WORUM ES GEHT —
Übertrage die folgenden Daten Zeile für Zeile in eine nummerierte Liste und lass dabei Leerzeilen weg.

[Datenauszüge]
■ ■ ■ ■
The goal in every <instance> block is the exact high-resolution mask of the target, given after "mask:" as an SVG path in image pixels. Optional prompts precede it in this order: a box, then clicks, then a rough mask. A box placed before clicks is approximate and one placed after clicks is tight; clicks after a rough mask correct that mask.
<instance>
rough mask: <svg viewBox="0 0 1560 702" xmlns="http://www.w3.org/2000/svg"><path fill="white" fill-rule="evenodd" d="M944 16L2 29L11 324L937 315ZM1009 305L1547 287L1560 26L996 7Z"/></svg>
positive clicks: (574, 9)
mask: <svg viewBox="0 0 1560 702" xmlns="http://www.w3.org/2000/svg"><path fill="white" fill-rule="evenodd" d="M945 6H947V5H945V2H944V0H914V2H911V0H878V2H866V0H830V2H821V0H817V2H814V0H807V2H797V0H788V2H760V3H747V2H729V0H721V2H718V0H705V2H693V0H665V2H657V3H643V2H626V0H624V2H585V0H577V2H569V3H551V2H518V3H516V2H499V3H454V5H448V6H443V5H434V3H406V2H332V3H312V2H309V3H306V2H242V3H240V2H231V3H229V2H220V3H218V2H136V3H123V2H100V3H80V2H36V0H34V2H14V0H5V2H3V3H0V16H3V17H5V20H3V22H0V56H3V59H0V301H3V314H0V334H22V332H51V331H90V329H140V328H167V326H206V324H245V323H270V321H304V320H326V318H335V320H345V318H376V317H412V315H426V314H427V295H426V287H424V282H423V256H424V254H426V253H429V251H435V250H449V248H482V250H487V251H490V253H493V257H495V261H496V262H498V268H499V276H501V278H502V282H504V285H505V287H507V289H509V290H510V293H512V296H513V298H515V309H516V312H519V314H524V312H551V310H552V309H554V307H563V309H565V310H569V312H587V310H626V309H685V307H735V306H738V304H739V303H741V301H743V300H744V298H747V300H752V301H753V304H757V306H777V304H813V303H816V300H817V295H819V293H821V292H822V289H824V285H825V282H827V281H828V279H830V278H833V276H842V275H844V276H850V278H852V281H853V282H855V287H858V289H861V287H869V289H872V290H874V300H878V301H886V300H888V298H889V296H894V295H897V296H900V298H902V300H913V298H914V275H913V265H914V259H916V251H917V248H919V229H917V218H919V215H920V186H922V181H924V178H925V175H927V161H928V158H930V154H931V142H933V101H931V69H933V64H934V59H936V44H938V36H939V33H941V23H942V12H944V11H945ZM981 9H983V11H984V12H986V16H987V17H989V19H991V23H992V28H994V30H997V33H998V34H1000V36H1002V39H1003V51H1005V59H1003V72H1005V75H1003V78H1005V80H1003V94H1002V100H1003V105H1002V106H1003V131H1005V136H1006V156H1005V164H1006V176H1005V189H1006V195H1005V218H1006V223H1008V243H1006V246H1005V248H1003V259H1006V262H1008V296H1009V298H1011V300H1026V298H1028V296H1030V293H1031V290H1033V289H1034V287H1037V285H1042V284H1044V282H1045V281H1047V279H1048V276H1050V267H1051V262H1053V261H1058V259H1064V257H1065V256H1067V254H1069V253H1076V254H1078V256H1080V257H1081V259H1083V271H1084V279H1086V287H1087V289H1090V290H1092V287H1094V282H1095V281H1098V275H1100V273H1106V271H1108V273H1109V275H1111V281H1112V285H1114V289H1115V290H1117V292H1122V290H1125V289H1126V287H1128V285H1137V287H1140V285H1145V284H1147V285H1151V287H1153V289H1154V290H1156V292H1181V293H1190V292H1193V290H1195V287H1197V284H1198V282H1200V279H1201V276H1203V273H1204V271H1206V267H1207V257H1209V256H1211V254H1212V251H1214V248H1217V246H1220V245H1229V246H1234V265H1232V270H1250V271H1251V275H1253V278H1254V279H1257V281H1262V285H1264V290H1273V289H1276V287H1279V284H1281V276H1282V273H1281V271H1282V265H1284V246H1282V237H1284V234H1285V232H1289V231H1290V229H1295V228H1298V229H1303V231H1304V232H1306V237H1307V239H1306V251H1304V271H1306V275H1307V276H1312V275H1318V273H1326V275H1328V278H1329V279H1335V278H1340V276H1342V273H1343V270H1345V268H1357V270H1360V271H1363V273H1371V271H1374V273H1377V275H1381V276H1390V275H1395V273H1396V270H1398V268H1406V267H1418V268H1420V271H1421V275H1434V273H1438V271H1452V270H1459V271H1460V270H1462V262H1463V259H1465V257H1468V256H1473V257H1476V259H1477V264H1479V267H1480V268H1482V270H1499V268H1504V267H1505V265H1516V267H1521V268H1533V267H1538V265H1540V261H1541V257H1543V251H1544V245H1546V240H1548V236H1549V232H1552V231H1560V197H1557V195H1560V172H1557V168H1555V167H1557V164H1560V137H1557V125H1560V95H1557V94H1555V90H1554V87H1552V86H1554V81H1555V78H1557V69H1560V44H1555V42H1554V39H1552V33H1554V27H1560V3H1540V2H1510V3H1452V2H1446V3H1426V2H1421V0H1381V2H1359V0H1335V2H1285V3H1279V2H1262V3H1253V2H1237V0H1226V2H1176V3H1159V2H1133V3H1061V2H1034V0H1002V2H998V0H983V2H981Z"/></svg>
■ ■ ■ ■
ERGEBNIS DER ÜBUNG —
1. The goal in every <instance> block is the exact high-resolution mask of the target, given after "mask:" as an SVG path in image pixels. Optional prompts precede it in this order: a box, then clicks, then a rough mask. A box placed before clicks is approximate and one placed after clicks is tight; clicks after a rough mask correct that mask.
2. <instance>
3. rough mask: <svg viewBox="0 0 1560 702" xmlns="http://www.w3.org/2000/svg"><path fill="white" fill-rule="evenodd" d="M944 16L2 29L11 324L937 315ZM1009 305L1547 287L1560 26L996 7Z"/></svg>
4. positive clicks: (574, 9)
5. mask: <svg viewBox="0 0 1560 702" xmlns="http://www.w3.org/2000/svg"><path fill="white" fill-rule="evenodd" d="M945 6H947V5H945V2H944V0H914V2H911V0H878V2H866V0H830V2H821V0H817V2H814V0H807V2H797V0H788V2H760V3H747V2H729V0H721V2H718V0H705V2H693V0H665V2H657V3H643V2H626V0H624V2H585V0H577V2H569V3H551V2H518V3H516V2H499V3H454V5H448V6H443V5H434V3H406V2H332V3H312V2H309V3H306V2H242V3H240V2H231V3H229V2H220V3H218V2H136V3H123V2H100V3H80V2H36V0H34V2H14V0H5V2H3V3H0V16H3V17H5V20H3V22H0V56H3V59H0V301H3V314H0V334H22V332H51V331H90V329H140V328H167V326H206V324H245V323H270V321H304V320H326V318H335V320H345V318H376V317H412V315H426V314H427V295H426V287H424V282H423V256H424V254H426V253H429V251H435V250H449V248H482V250H487V251H490V253H493V257H495V261H496V262H498V268H499V276H501V278H502V282H504V285H505V287H507V289H509V290H510V293H512V296H513V298H515V309H516V312H519V314H524V312H551V310H552V309H554V307H563V309H565V310H569V312H587V310H626V309H685V307H735V306H738V304H739V303H741V301H743V300H744V298H747V300H752V301H753V304H757V306H777V304H813V303H816V300H817V295H819V293H821V292H822V289H824V285H825V282H827V281H828V279H830V278H833V276H842V275H844V276H850V278H852V281H853V282H855V287H858V289H861V287H869V289H872V290H874V300H878V301H886V300H888V298H889V296H894V295H897V296H900V298H902V300H913V298H914V275H913V265H914V259H916V251H917V248H919V229H917V218H919V215H920V186H922V181H924V178H925V175H927V161H928V158H930V154H931V142H933V101H931V69H933V64H934V59H936V44H938V36H939V33H941V23H942V12H944V11H945ZM981 9H983V11H984V12H986V16H987V17H989V19H991V23H992V28H994V30H997V33H998V34H1000V36H1002V39H1003V51H1005V59H1003V72H1005V75H1003V78H1005V80H1003V94H1002V100H1003V105H1002V106H1003V131H1005V136H1006V156H1005V164H1006V176H1005V189H1006V195H1005V218H1006V223H1008V243H1006V246H1005V248H1003V259H1006V262H1008V296H1009V298H1011V300H1026V298H1028V296H1030V293H1031V290H1033V289H1034V287H1037V285H1042V284H1044V282H1045V281H1047V279H1048V276H1050V267H1051V262H1053V261H1058V259H1064V257H1065V256H1067V254H1069V253H1076V254H1078V256H1080V257H1081V259H1083V271H1084V279H1086V287H1087V289H1090V290H1092V287H1094V282H1095V281H1098V275H1100V273H1106V271H1108V273H1109V275H1111V281H1112V285H1114V289H1115V290H1117V292H1122V290H1125V289H1126V287H1128V285H1137V287H1140V285H1145V284H1147V285H1151V287H1153V289H1154V290H1156V292H1181V293H1190V292H1193V290H1195V287H1197V284H1198V282H1200V279H1201V276H1203V273H1204V271H1206V267H1207V257H1209V256H1211V254H1212V251H1214V248H1217V246H1220V245H1229V246H1234V265H1232V270H1250V271H1251V275H1253V278H1254V279H1257V281H1262V285H1264V290H1273V289H1276V287H1279V284H1281V276H1282V273H1281V271H1282V265H1284V246H1282V237H1284V234H1285V232H1289V231H1290V229H1295V228H1298V229H1303V231H1304V232H1306V237H1307V239H1306V251H1304V271H1306V275H1307V276H1312V275H1318V273H1326V275H1328V278H1329V279H1335V278H1340V276H1342V273H1343V270H1345V268H1357V270H1360V271H1363V273H1371V271H1374V273H1377V275H1381V276H1390V275H1395V273H1396V270H1398V268H1406V267H1418V268H1420V271H1421V275H1434V273H1438V271H1452V270H1459V271H1460V270H1462V262H1463V259H1465V257H1468V256H1473V257H1476V259H1477V264H1479V267H1480V268H1482V270H1499V268H1504V267H1505V265H1516V267H1521V268H1533V267H1538V265H1540V261H1541V257H1543V251H1544V245H1546V240H1548V236H1549V232H1552V231H1560V197H1557V195H1560V172H1557V168H1555V167H1557V164H1560V137H1557V125H1560V95H1557V94H1555V90H1554V87H1552V86H1554V81H1555V78H1557V69H1560V44H1555V42H1554V39H1552V33H1554V27H1560V3H1540V2H1510V3H1452V2H1446V3H1426V2H1421V0H1381V2H1359V0H1335V2H1285V3H1279V2H1262V3H1253V2H1237V0H1226V2H1176V3H1159V2H1133V3H1061V2H1034V0H1002V2H998V0H983V2H981Z"/></svg>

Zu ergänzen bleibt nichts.